Transcribe every record exactly.

(RECORDS FOR THIS EXERCISE begins)

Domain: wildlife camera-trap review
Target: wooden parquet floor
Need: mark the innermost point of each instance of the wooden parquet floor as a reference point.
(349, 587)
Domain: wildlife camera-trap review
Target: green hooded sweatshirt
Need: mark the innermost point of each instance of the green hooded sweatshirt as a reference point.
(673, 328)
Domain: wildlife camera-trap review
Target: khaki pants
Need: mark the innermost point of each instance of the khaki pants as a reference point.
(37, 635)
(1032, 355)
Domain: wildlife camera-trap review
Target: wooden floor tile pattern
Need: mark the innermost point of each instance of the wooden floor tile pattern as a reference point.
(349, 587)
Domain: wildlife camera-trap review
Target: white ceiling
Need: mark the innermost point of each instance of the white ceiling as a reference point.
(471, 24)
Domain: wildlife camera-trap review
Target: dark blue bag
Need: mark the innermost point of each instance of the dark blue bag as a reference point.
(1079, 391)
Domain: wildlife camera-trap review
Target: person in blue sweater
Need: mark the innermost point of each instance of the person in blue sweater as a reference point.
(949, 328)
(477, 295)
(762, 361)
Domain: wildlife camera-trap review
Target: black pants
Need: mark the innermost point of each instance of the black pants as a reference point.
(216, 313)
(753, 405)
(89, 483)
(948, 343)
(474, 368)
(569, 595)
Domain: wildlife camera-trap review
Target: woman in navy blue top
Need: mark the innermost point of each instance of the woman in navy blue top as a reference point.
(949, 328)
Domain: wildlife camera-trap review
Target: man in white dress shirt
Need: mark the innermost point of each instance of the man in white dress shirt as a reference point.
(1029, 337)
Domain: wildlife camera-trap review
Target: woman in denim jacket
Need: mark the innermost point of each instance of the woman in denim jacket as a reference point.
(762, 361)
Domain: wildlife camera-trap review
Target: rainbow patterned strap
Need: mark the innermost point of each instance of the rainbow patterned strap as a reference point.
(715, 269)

(RECORDS FOR THIS EXERCISE ends)

▶ **ANSWER TO THIS EXERCISE**
Domain: wildlife camera-trap review
Target: wooden parquet floor
Need: mark the innermost point of each instance of the wooden parquet floor as a reference point.
(349, 587)
Domain: wildlife camera-trap review
Target: green hooded sweatshirt
Need: mark the innermost point of each instance of the green hooded sweatshirt as a reference point.
(673, 328)
Domain: wildlife camera-trap review
Target: khaki pants
Need: mark the innermost point of each instance of the khaki pants as a reference point.
(37, 635)
(1032, 355)
Domain: wildlife camera-trap review
Target: wooden floor tile pattern
Need: mark the innermost point of each instance of the wooden floor tile pattern as a reference point.
(349, 587)
Domain: wildlife camera-trap review
Target: white ceiling
Need: mark the innermost point of each instance of the white ceiling as a reference point.
(471, 24)
Domain: wildlife camera-trap review
Target: dark blue bag
Need: mark the innermost point of each instance of the dark blue bag as a reference point.
(1079, 391)
Domain: wildlife camera-trap review
Target: person in blue sweater
Need: mark the innermost point of each instance of the person in blue sweater as a reference point.
(949, 328)
(477, 295)
(762, 361)
Domain: wildlife camera-trap review
Target: black pants
Need: mark the innermost point of each instance of the black pants as a reference point.
(216, 313)
(753, 405)
(89, 483)
(948, 343)
(474, 368)
(569, 595)
Domain: wildlife camera-trap review
Target: woman in navy blue top
Need: mark the innermost point of each instance of the woman in navy blue top as a reference point.
(949, 328)
Domain: wildlife camera-trap review
Target: man in white dress shirt
Need: mark the innermost point of each instance of the man in white dress shirt as a reference point.
(1029, 337)
Domain: wildlife camera-trap review
Target: woman in denim jacket
Need: mark the innermost point of each instance of the woman in denim jacket as a reference point.
(762, 361)
Domain: wildlife camera-trap review
Target: rainbow patterned strap
Need: mark the innermost point of each instance of the rainbow patterned strap as a reference point.
(715, 269)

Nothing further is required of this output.